Pull out every line below that contains the word "hand".

═══ SUPPLIED ENTRIES ═══

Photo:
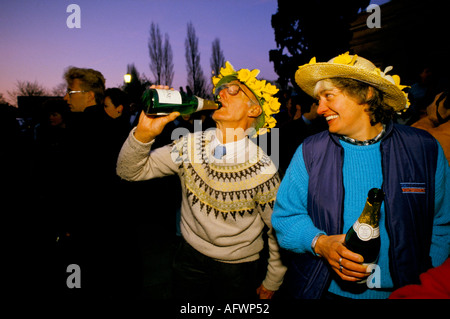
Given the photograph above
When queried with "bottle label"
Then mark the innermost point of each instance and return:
(366, 232)
(169, 96)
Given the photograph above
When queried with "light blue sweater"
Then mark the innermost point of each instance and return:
(361, 172)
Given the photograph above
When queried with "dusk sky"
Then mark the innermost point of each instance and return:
(37, 45)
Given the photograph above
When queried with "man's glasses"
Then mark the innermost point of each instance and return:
(70, 92)
(232, 89)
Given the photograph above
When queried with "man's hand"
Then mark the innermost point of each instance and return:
(347, 264)
(151, 126)
(264, 293)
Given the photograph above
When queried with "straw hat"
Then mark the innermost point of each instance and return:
(357, 68)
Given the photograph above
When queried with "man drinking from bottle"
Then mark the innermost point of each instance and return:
(228, 190)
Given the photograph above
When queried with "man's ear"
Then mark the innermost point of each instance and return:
(91, 97)
(254, 111)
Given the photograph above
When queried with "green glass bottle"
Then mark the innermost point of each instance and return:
(163, 102)
(364, 236)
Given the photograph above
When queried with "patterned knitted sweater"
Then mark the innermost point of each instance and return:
(225, 203)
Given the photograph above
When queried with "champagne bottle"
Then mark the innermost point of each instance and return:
(163, 102)
(364, 236)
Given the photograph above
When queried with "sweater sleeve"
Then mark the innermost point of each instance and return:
(294, 228)
(440, 240)
(275, 268)
(137, 162)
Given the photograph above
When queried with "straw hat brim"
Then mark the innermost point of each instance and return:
(308, 75)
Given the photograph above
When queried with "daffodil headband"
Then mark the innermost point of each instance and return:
(357, 68)
(263, 91)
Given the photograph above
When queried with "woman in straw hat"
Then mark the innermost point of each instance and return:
(326, 185)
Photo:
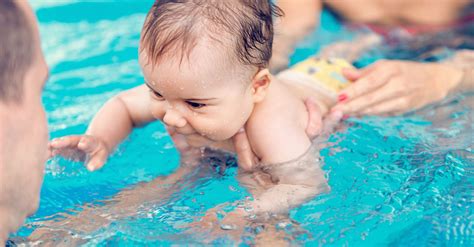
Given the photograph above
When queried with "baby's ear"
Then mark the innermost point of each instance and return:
(260, 83)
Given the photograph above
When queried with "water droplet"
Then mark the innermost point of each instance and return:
(228, 227)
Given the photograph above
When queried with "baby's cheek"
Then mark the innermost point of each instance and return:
(157, 110)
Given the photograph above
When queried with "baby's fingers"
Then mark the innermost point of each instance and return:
(65, 142)
(88, 144)
(97, 160)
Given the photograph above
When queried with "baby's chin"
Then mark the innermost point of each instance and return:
(197, 140)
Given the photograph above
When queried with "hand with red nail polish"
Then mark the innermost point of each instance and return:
(394, 87)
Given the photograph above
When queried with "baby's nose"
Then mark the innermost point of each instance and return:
(174, 119)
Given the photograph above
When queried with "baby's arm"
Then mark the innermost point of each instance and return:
(110, 126)
(283, 139)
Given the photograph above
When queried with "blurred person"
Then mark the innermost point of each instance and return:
(23, 128)
(386, 87)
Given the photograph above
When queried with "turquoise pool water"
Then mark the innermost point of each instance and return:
(402, 181)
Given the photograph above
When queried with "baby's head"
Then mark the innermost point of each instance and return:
(205, 62)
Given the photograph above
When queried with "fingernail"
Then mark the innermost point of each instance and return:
(336, 113)
(342, 97)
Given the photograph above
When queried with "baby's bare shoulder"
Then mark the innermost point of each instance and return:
(276, 128)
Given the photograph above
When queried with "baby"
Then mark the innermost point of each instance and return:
(205, 65)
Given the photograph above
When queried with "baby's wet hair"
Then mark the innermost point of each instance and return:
(174, 27)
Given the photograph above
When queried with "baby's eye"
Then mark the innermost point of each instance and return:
(156, 94)
(195, 105)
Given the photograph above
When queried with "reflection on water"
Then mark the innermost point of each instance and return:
(405, 180)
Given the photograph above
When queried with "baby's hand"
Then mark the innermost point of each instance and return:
(84, 148)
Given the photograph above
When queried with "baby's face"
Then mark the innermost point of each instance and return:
(204, 97)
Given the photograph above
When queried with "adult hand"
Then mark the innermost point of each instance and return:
(316, 126)
(393, 87)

═══

[RESULT]:
When queried with "man's hand"
When queried with "hand with red nail polish"
When queried with "baby's hand"
When queried with "adult hand"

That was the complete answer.